- **Texte de lecture**:
"""

L’ouvrage de Maria Dzielska, historienne polonaise, a été publié initialement par les presses universitaires d’Harvard en 1995. Sa traduction en français publiée en 2010 n’est sans doute pas étrangère à la sortie du film Agora de Alejandro Amenabar.
Pour le public qui a apprécié cette œuvre, elle lui fournit un éclairage inestimable, puisqu’il est fort probable que le réalisateur s’en soit inspiré, à en juger par la pauvreté de la documentation qui existe sur le sujet comme par les faits qu’il a utilisés, pour une trame narrative qu’il situe, non pas dans une période qui embrasse les pontificats des deux patriarches d’Alexandrie Théophile et Cyrille, mais essentiellement durant celui de ce dernier. De même modifie-t-il l’échelonnement des dates de décès de Théon, le père d’Hypatie, et de Synésios son disciple et ami, qui ont précédé celui de la philosophe. Il est vrai que la complexité historique n’aurait pu se prêter à la fiction cinématographique. Celle-ci emprunte suffisamment à la réalité pour en conserver le climat de mysticisme, la noirceur et l’intensité tragique. La lecture de cette passionnante recherche n’ôte donc pas pour autant d’intérêt au film d’Amenabar. Bien au contraire, nombre d’éléments significatifs y prennent valeur de jeu de piste.

"""

- **L'exercice**:
Pouvez-vous recopier le passage du texte sur l'ouvrage de Maria Dzielska qui commence par "L’ouvrage de Maria" et se termine par "de Alejandro Amenabar." ? Les enregistrements ne sont d'aucune utilité ici.

- **Données fournies**:

"""

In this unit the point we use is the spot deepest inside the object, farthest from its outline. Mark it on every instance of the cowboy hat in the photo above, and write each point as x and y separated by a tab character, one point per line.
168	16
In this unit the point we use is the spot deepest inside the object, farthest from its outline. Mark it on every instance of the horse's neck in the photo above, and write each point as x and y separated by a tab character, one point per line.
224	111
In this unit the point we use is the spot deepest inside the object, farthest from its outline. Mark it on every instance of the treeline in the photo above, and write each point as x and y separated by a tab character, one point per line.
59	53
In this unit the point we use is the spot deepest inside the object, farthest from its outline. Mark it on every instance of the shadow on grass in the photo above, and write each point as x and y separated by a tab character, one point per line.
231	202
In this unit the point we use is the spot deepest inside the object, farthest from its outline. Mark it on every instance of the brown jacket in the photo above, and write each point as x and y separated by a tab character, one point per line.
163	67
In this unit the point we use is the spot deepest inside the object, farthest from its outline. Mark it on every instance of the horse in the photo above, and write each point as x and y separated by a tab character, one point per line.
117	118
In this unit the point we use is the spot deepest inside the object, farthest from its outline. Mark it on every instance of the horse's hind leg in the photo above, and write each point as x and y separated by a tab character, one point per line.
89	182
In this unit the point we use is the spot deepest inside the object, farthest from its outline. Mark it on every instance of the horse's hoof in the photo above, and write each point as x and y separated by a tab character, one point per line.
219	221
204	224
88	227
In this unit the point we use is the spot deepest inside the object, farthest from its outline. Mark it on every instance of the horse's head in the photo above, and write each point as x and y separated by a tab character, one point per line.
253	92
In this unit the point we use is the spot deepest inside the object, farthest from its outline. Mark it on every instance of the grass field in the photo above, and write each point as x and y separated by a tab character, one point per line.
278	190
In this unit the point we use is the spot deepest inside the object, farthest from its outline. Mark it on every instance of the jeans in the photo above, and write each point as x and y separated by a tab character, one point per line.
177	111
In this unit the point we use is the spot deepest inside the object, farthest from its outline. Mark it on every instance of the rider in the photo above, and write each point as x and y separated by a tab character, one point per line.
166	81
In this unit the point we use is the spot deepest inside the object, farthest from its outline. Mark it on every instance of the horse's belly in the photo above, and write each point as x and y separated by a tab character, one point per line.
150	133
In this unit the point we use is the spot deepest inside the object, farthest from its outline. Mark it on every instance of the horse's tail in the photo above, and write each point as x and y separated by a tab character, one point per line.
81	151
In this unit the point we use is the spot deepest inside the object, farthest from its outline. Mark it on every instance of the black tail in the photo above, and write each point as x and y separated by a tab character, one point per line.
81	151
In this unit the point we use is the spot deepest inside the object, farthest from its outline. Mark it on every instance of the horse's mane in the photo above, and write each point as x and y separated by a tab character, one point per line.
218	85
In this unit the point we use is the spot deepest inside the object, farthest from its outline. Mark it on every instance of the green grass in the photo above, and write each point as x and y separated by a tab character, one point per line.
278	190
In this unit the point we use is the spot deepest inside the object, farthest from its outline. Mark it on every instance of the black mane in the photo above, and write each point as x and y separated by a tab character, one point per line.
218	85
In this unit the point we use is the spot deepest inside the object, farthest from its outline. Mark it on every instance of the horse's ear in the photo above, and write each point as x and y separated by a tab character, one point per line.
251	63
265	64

"""

- **Exercice terminé**:
L’ouvrage de Maria Dzielska, historienne polonaise, a été publié initialement par les presses universitaires d’Harvard en 1995. Sa traduction en français publiée en 2010 n’est sans doute pas étrangère à la sortie du film Agora de Alejandro Amenabar.